┌─ Dataset records

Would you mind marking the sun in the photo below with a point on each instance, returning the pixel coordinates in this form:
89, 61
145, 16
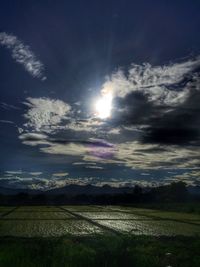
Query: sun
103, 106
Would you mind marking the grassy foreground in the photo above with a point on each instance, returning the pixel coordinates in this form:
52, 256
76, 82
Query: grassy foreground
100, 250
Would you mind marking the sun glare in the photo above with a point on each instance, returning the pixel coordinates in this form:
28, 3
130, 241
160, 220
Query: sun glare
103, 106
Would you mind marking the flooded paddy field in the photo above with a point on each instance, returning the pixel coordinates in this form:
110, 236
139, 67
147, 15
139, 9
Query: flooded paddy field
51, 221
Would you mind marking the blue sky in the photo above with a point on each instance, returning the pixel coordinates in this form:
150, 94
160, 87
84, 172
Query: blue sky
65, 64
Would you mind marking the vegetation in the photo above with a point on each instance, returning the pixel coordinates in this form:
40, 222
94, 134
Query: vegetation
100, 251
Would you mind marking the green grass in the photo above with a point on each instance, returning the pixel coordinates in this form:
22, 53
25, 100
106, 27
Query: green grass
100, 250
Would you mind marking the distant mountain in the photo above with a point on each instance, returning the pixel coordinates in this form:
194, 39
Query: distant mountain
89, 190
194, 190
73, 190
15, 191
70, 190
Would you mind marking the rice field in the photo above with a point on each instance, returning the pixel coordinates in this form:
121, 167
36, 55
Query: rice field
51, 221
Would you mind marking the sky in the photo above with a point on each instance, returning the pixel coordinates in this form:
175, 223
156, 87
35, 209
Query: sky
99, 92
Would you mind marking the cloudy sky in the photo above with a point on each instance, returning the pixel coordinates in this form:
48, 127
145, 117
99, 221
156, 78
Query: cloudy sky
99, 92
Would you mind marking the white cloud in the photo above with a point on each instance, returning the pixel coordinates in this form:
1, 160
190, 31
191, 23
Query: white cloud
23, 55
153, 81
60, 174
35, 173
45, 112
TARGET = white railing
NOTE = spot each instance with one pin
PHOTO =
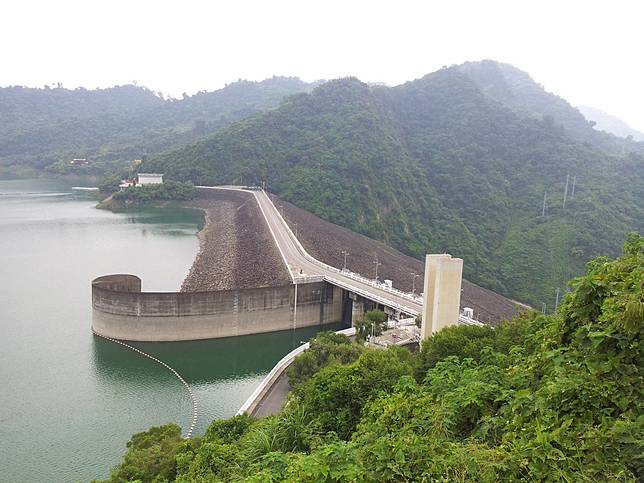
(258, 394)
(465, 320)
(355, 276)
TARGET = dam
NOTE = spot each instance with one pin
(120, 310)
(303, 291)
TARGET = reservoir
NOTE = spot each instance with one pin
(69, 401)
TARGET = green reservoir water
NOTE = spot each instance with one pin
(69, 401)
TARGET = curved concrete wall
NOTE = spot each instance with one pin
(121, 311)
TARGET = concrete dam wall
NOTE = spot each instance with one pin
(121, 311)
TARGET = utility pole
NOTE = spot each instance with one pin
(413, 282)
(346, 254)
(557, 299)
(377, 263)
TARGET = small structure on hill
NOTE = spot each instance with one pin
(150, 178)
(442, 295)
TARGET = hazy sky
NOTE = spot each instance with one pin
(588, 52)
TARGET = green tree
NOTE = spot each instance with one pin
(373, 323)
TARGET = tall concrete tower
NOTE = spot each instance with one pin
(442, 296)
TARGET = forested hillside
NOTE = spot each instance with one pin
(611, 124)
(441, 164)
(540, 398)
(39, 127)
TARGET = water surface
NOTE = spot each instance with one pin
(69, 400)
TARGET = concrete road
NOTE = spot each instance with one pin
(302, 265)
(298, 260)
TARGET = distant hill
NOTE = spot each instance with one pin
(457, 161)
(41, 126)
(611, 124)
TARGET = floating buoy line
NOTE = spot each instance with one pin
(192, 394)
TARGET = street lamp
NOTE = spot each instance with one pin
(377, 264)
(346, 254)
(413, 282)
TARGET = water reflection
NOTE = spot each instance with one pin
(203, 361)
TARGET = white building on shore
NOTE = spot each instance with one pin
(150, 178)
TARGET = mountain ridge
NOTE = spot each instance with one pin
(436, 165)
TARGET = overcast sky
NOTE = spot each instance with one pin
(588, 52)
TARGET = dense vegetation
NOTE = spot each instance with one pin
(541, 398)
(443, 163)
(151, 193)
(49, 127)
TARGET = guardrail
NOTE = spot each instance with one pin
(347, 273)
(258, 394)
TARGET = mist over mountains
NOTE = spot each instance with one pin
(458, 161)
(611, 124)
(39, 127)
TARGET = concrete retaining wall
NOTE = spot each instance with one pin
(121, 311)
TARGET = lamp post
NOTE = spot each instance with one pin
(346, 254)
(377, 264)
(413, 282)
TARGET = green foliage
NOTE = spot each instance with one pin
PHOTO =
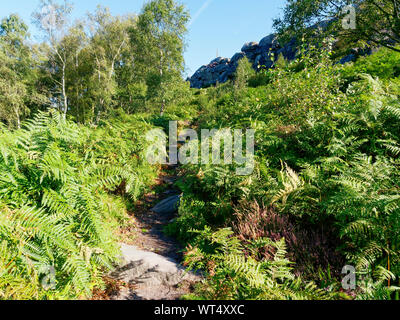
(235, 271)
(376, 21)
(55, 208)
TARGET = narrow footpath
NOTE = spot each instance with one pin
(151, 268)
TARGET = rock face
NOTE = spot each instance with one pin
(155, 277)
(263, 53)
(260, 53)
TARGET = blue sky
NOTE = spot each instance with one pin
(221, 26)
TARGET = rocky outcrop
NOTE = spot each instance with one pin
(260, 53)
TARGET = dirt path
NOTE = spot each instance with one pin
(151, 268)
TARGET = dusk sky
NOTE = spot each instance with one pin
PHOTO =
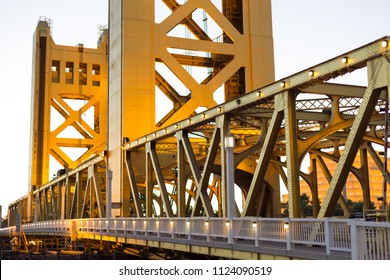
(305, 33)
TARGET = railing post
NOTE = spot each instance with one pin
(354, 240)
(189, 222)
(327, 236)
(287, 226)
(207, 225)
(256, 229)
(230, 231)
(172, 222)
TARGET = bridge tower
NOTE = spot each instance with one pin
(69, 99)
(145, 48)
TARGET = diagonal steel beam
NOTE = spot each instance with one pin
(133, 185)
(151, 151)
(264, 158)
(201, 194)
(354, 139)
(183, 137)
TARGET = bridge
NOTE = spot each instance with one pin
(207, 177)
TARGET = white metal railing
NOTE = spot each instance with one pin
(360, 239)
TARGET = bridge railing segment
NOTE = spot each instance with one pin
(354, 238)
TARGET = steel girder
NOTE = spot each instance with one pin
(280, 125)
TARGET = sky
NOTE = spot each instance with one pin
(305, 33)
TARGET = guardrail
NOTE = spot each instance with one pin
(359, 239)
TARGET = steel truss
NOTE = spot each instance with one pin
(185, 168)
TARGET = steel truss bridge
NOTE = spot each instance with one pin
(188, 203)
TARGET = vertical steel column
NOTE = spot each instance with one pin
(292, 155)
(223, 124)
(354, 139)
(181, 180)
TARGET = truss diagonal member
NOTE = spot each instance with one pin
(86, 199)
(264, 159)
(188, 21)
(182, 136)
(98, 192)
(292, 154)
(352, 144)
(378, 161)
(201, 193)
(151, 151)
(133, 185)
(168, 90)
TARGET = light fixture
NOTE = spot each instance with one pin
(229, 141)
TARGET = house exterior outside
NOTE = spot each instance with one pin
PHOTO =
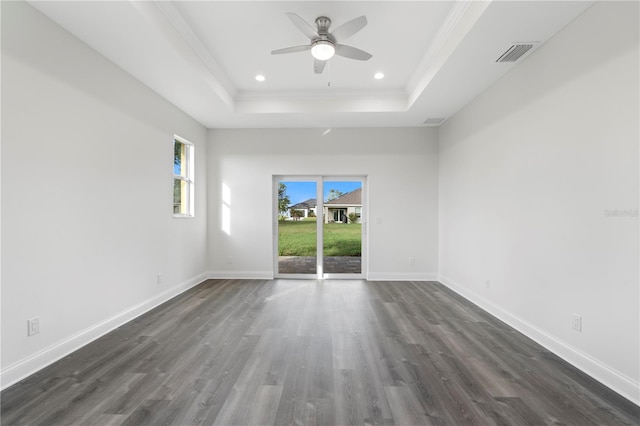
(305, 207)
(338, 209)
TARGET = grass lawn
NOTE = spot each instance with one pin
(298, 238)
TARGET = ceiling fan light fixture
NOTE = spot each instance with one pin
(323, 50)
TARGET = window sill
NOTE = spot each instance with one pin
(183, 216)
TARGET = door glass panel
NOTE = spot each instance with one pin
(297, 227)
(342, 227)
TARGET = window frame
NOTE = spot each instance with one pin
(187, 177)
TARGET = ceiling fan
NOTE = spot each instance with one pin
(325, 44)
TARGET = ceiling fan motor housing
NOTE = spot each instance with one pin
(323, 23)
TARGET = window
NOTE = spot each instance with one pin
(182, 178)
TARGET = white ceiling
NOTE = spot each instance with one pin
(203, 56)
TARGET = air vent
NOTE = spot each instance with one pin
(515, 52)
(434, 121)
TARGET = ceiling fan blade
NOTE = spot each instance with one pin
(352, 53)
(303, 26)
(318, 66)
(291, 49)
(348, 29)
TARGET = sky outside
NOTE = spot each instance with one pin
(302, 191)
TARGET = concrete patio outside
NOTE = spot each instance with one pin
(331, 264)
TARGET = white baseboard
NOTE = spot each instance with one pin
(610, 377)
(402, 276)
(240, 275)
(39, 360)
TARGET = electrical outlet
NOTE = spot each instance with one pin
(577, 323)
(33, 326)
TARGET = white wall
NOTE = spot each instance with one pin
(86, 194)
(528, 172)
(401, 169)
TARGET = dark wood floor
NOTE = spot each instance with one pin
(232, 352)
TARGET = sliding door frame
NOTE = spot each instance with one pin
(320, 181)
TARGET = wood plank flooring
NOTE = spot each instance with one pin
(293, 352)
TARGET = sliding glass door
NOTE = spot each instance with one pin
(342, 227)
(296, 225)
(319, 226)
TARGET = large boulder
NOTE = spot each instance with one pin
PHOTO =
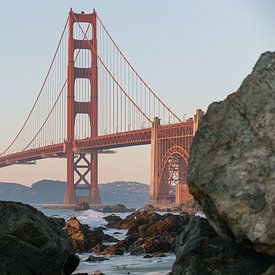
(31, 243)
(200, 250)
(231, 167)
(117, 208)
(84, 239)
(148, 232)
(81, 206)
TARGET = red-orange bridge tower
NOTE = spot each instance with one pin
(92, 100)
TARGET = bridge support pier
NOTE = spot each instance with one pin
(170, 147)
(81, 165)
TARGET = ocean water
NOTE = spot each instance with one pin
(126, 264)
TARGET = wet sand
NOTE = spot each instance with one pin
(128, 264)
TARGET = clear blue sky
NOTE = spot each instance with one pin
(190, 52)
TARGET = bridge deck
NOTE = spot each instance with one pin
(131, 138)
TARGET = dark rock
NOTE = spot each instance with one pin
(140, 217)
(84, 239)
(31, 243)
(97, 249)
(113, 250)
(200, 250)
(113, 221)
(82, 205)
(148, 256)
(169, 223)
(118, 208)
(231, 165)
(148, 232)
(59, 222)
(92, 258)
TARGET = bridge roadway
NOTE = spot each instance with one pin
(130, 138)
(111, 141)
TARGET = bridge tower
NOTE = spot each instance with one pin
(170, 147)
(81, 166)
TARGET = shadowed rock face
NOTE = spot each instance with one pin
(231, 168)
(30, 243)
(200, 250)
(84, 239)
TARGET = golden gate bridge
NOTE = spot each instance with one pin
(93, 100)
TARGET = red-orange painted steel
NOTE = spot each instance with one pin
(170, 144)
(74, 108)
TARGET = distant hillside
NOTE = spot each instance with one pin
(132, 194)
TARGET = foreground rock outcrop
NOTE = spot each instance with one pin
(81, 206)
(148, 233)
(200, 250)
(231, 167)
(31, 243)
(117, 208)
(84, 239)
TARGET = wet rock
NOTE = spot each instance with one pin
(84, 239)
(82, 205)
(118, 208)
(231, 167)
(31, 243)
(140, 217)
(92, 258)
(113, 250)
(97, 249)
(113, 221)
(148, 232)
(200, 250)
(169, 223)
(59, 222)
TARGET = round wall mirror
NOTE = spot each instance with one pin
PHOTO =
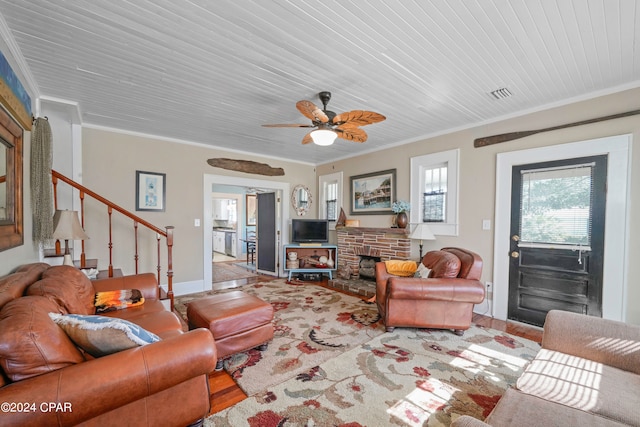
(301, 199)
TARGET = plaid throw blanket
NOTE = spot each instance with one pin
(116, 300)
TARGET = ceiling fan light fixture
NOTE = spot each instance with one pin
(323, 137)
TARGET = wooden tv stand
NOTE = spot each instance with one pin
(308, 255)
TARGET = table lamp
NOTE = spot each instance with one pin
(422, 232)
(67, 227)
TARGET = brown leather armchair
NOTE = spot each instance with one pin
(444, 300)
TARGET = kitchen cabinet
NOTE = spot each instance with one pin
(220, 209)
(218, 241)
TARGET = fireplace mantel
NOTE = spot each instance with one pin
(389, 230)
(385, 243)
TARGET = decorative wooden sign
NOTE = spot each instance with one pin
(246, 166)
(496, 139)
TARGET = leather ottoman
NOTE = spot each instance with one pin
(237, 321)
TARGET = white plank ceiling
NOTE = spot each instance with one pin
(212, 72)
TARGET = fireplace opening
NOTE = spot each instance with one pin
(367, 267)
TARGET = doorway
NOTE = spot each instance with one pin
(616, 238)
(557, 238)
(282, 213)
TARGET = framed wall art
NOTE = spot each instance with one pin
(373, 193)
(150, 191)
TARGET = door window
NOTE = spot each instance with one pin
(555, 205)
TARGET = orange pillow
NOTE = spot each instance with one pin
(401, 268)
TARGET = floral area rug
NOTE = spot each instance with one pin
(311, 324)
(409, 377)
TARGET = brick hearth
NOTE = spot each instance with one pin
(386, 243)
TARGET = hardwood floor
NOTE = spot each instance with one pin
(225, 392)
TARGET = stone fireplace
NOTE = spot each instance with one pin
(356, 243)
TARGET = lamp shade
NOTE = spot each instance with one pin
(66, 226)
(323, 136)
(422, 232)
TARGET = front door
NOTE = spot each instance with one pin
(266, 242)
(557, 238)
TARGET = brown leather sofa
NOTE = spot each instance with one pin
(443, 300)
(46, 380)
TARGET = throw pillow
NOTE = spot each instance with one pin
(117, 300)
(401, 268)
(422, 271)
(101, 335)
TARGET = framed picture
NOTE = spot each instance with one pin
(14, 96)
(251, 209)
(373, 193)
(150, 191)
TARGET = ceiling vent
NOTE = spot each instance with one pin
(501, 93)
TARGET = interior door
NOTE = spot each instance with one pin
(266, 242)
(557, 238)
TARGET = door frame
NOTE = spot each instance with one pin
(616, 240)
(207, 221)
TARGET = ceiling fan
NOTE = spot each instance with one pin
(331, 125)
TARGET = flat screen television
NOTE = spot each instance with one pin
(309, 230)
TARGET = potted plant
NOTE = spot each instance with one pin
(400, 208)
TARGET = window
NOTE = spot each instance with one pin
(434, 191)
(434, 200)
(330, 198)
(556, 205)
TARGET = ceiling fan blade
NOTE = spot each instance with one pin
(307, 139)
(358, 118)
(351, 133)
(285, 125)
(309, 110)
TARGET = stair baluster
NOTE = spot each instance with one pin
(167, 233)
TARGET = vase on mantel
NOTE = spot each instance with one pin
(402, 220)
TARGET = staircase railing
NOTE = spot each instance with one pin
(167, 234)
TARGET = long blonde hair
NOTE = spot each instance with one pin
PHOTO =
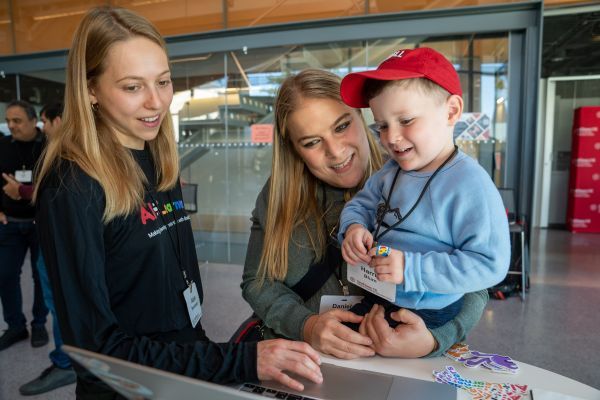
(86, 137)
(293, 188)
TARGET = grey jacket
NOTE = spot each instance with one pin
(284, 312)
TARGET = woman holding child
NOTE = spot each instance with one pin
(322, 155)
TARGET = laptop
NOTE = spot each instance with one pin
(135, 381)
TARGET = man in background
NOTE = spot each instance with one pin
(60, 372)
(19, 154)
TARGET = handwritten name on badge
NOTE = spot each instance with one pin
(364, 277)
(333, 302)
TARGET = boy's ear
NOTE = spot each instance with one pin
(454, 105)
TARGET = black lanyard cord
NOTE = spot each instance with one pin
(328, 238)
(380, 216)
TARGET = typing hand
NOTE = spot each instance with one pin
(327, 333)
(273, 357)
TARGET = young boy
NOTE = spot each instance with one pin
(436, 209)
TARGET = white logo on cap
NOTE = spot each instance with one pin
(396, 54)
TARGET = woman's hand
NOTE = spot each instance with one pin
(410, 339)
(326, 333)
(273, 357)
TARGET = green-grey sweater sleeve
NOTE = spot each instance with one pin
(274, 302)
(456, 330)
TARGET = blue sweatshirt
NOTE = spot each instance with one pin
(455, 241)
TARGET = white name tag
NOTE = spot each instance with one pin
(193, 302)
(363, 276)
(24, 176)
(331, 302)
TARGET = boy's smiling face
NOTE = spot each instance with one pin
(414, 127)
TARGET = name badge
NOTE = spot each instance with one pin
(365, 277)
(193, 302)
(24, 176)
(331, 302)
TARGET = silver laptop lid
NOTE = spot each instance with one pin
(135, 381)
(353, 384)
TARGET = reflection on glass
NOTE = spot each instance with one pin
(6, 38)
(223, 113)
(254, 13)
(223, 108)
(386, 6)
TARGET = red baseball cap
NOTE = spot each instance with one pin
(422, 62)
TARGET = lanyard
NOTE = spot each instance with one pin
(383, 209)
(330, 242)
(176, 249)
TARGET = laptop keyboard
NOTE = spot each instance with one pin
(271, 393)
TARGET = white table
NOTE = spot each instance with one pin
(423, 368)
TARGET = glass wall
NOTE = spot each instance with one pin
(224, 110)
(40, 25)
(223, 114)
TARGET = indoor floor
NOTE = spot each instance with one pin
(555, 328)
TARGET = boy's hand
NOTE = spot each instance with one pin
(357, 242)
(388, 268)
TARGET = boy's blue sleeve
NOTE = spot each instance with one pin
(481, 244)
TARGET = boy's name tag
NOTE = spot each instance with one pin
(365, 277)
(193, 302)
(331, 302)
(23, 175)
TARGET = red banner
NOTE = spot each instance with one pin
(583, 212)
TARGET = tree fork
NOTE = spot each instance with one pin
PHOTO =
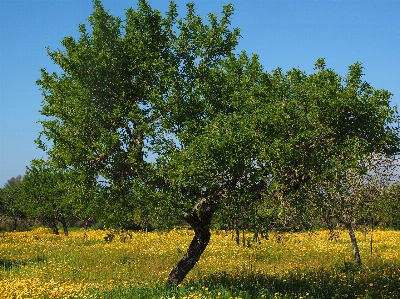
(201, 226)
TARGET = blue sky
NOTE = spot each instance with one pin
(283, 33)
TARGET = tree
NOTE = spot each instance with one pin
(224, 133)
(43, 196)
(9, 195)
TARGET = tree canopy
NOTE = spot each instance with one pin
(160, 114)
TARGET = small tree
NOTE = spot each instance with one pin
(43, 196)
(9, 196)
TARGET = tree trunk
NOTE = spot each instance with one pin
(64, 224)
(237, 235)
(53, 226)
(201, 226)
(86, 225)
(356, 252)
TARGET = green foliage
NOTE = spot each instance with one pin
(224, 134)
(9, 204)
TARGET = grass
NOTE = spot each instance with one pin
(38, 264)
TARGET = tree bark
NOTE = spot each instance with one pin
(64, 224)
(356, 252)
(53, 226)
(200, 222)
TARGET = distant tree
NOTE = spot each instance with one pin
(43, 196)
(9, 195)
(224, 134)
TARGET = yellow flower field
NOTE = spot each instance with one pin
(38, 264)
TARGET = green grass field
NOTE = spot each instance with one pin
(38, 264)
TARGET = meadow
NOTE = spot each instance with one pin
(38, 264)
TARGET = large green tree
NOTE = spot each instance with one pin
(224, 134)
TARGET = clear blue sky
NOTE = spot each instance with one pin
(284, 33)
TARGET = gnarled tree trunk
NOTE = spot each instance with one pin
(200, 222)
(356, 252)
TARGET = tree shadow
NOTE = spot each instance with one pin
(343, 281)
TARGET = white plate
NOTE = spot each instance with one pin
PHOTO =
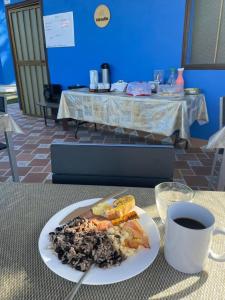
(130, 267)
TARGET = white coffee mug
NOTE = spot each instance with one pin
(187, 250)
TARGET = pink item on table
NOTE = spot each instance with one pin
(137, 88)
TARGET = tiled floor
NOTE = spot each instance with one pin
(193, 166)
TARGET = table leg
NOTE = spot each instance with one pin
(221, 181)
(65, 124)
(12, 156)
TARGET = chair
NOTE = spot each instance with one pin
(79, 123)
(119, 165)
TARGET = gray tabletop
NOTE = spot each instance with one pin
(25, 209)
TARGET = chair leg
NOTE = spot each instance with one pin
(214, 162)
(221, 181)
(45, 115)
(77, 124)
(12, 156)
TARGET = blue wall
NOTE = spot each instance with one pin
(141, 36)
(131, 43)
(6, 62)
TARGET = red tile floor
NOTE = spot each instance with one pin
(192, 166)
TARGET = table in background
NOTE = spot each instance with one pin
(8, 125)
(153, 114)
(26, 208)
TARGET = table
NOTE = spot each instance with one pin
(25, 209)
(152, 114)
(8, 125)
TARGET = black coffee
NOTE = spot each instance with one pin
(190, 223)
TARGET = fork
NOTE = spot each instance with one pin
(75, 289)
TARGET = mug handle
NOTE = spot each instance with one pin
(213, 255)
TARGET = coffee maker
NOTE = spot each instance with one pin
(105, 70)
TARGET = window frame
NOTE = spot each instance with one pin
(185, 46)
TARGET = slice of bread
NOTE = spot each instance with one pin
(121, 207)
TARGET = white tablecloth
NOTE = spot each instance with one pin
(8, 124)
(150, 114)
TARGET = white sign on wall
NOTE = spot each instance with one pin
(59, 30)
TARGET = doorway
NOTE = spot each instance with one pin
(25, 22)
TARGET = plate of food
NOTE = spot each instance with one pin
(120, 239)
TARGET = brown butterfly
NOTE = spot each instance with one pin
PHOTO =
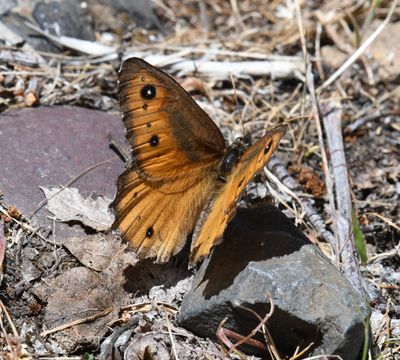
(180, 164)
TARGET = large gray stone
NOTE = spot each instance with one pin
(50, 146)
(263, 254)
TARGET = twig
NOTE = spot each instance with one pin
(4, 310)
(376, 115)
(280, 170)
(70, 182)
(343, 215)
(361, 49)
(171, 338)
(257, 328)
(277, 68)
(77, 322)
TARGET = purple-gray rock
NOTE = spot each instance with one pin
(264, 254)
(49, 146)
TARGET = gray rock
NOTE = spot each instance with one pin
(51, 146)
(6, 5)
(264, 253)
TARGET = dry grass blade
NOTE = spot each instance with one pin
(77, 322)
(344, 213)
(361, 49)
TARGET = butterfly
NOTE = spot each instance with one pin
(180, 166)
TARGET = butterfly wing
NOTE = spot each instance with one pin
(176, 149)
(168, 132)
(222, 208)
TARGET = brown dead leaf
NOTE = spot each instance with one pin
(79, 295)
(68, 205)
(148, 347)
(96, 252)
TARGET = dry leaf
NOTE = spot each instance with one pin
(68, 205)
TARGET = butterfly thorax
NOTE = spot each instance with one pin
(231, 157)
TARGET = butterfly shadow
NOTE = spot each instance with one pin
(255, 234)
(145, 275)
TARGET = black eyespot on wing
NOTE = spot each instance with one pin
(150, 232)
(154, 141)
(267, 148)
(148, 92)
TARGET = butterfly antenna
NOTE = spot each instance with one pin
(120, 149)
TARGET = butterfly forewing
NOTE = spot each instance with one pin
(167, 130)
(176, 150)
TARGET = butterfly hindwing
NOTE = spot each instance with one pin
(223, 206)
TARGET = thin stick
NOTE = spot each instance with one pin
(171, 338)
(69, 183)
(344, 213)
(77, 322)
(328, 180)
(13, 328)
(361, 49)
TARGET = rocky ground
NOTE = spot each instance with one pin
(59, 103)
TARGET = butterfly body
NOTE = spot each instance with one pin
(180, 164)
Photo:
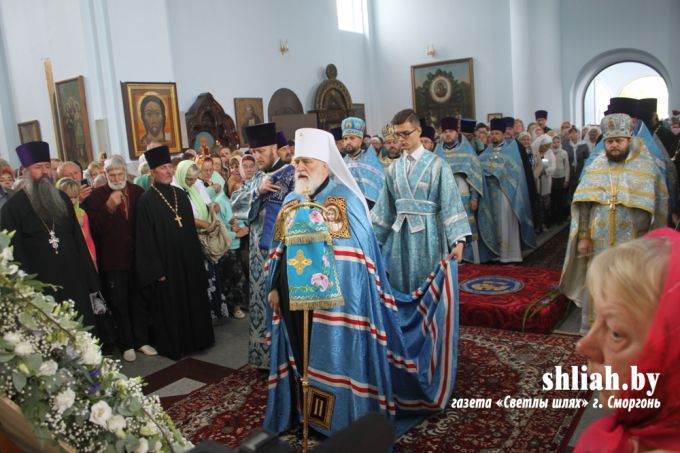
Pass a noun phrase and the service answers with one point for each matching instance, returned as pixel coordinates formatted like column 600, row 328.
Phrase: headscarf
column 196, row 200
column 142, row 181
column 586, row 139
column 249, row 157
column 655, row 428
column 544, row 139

└─

Problem to solve ->
Extract from the material all lines containing the string "bridge".

Reply ->
TARGET = bridge tower
TARGET = bridge
TARGET = bridge railing segment
TARGET = steel truss bridge
TARGET = red-orange bridge tower
TARGET = bridge support pier
TARGET = bridge deck
TARGET = bridge roadway
TARGET = bridge tower
TARGET = golden gate bridge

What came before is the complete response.